## TASK DIRECTIONS
Reproduce the Palestine chronology passage word for word, from "April, 1920 (Easter" up to and including "during the war.".

## DOCUMENT SEGMENT
◆ ◆ ◆
An unofficial American Commission, appointed by President Wilson , toured Palestine and Syria. (The King-Crane Commission).

April, 1920 (Easter Sunday).

Savage attacks were made by Arab rioters in Jerusalem on Jewish lives and property. Five Jews were killed and 211 injured. Order was restored by the intervention of British troops; four Arabs were killed and 21 injured. It was reported by a military commission of inquiry * that the reasons for this trouble were :-

(a) Arab disappointment at the non-fulfillment of the promises of independence which they claimed had been given to them during the war.

(b) Arab belief that the Balfour Declaration implied a denial of the right of self-determination and their fear that the establishment of a National Home would mean a great increase in Jewish immigration and would lead to their economic and political subjection to the Jews.
◆ ◆ ◆
## DATA EXTRACT
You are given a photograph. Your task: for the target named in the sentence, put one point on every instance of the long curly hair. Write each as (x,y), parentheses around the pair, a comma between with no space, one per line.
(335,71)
◆ ◆ ◆
## OUTPUT OF THE EXERCISE
April, 1920 (Easter Sunday).

Savage attacks were made by Arab rioters in Jerusalem on Jewish lives and property. Five Jews were killed and 211 injured. Order was restored by the intervention of British troops; four Arabs were killed and 21 injured. It was reported by a military commission of inquiry * that the reasons for this trouble were :-

(a) Arab disappointment at the non-fulfillment of the promises of independence which they claimed had been given to them during the war.